## What needs to be done
Return only this: the line with "this sample: (734,530)." and all the lines that follow it below, through the final one, exactly as they are.
___ Dataset content ___
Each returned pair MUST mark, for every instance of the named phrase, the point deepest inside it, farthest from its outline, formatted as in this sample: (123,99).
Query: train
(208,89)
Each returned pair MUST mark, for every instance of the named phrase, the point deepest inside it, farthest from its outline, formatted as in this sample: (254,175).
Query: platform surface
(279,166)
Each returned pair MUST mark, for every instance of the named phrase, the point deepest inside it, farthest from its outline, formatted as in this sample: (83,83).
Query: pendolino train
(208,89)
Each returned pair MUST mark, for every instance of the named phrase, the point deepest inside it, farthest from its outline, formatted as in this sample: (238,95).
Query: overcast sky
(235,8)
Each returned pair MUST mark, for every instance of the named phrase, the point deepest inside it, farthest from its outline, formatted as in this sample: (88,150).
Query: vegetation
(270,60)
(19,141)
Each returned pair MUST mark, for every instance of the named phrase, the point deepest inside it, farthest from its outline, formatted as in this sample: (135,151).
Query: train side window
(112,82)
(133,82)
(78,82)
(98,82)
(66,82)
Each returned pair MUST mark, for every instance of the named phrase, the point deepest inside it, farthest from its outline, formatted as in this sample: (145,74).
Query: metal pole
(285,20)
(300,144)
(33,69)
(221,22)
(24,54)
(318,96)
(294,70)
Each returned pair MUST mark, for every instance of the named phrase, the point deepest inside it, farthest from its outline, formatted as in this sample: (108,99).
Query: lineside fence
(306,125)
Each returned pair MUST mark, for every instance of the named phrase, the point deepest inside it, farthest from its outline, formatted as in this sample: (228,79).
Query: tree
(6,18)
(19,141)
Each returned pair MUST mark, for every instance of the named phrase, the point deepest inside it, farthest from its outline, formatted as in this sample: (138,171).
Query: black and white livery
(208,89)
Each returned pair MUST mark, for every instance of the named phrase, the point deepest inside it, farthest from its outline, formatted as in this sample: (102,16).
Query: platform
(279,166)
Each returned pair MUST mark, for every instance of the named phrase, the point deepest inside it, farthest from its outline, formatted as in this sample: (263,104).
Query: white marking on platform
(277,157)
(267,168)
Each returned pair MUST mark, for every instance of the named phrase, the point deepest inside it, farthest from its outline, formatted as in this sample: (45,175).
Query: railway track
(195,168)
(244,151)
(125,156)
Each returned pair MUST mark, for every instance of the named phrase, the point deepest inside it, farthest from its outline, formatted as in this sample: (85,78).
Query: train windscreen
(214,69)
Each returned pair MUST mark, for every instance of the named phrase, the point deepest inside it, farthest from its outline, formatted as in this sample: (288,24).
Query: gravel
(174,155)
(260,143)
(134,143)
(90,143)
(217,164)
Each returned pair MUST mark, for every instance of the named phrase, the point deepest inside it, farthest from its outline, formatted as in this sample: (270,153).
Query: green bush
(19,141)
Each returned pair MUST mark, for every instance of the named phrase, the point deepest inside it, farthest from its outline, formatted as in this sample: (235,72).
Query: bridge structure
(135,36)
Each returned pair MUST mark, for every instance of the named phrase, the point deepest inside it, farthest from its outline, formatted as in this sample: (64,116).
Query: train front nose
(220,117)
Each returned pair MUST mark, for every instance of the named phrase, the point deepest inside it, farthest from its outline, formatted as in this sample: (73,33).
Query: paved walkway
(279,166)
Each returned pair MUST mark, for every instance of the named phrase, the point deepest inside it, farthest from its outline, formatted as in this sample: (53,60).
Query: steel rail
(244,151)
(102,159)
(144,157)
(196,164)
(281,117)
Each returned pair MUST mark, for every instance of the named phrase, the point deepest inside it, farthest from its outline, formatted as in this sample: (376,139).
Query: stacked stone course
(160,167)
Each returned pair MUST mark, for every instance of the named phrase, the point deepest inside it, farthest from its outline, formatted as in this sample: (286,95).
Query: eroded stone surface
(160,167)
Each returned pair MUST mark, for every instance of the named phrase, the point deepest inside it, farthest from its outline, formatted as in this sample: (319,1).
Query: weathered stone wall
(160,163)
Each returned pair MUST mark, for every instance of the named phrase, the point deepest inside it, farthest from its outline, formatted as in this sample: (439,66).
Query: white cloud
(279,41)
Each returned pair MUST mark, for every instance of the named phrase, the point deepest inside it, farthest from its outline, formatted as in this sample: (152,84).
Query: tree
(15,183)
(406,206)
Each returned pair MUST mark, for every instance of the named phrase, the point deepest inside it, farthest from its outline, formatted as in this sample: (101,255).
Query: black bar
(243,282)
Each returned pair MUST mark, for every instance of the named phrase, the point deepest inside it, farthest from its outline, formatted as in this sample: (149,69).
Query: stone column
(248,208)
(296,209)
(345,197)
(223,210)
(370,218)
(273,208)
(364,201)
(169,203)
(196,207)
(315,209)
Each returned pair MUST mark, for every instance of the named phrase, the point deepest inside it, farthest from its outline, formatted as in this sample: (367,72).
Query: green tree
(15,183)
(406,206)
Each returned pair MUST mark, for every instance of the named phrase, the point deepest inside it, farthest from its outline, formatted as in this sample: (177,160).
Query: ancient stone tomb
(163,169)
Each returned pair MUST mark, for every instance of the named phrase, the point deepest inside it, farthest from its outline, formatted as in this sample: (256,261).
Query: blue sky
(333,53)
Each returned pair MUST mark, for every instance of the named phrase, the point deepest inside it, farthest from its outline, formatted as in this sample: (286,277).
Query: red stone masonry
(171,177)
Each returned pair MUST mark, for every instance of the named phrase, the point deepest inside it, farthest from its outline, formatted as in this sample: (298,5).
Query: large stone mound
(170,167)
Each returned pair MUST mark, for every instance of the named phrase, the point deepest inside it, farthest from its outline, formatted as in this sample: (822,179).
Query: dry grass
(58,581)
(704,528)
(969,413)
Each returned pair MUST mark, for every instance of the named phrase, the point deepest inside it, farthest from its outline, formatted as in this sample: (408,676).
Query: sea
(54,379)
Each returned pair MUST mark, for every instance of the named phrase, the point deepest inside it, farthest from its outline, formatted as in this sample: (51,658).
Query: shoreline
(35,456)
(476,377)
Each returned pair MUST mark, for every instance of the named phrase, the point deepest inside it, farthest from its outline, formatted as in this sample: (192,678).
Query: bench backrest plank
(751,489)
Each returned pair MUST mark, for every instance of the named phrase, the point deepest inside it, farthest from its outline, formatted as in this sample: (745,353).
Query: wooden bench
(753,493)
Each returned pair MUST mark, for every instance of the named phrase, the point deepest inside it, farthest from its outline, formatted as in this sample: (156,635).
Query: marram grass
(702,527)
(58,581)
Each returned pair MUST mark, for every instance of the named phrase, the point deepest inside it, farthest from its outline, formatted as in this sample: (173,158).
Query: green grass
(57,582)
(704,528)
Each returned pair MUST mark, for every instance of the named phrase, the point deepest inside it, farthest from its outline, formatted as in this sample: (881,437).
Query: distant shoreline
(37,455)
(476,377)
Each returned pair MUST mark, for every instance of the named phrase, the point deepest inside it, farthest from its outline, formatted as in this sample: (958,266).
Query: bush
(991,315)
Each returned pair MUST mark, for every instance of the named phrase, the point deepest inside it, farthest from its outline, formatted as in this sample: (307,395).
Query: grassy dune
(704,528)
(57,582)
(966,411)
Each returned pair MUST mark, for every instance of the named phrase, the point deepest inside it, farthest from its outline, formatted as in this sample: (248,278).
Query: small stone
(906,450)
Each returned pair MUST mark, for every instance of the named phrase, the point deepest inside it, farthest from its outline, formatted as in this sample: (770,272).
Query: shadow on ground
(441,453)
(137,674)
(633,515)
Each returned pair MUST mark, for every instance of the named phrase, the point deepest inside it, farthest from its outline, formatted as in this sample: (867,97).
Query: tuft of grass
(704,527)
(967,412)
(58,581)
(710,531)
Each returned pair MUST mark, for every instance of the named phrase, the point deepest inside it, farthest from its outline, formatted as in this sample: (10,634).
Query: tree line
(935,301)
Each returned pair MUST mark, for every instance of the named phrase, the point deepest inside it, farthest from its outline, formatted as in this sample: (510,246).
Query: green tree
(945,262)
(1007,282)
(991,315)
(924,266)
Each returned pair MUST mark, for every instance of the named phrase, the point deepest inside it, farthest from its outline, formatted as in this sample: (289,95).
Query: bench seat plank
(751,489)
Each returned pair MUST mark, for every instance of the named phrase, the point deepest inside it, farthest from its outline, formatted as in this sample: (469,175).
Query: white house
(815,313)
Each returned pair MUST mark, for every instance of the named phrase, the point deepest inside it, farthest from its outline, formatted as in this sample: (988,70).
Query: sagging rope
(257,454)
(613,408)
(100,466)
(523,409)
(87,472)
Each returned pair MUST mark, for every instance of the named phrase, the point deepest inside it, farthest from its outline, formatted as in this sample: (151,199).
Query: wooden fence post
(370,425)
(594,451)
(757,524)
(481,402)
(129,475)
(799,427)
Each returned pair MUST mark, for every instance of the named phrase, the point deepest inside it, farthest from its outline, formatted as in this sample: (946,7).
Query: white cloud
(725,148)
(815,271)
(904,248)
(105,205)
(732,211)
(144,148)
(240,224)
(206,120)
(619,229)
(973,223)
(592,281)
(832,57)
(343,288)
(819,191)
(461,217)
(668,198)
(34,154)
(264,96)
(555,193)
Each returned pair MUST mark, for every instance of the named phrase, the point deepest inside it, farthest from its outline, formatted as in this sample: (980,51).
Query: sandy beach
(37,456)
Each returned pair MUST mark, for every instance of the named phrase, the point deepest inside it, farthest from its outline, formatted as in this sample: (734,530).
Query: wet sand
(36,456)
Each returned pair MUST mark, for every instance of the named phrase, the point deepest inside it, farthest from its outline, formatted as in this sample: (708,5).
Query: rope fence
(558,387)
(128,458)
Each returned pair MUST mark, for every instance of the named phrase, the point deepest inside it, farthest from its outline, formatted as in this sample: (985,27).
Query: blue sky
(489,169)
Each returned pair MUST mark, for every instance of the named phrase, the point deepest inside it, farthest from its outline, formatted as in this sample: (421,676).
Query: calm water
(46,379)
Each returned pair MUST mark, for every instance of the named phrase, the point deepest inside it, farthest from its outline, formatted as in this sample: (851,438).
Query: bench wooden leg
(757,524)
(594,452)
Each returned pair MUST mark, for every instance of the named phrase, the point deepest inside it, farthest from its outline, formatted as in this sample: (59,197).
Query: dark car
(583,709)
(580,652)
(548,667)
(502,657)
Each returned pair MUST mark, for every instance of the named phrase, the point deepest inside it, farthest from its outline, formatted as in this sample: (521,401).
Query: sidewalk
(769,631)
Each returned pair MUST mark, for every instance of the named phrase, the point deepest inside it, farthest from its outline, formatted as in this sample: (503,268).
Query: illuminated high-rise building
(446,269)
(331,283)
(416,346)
___
## Answer to the exercise
Each returned pair MUST mark, for every instance of the named phrase, the point deepest inside it, farthest from its outline, formatted as in this sample: (734,530).
Query: wet sand
(36,456)
Each returned pair MUST mark, for every instance of the named phrase, the point deepest inside it, farthest from its outline, formatted as in this sample: (708,5).
Query: rope fence
(558,387)
(128,458)
Each returned pair MUST mark, for every instance of the named phrase, the point deepest inside it, farthest from its outline, formatted as in this sample: (985,27).
Query: blue sky
(489,169)
Each returned pair MUST mark, for every instance of the named phrase, the point deepest inside it, farthest from its outline, formatted as in this sample: (421,676).
Query: calm water
(46,379)
Each returned pair MUST mark, for every instance of the named phrase, the point deepest inside it, farthest from its outline, formatted as in this sample: (851,438).
Query: bench wooden leg
(757,524)
(594,452)
Each returned pair MUST mark, for every instance of the named phrase, the point deepest inside it, farthest from its outline, formatted as in this sample: (59,197).
Query: dark car
(583,709)
(580,652)
(548,667)
(502,657)
Each returned pair MUST mark, for every instance of the named phrase, the point deepest inside it, farthest from its outline, formatted as in this sample: (521,401).
Query: sidewalk
(769,631)
Each returned pair MUST mark, for every instance of the named phrase, the point deepest inside it, farthest from its outline, formatted as in this sample: (503,268).
Query: illuminated high-rise building
(446,269)
(331,283)
(416,346)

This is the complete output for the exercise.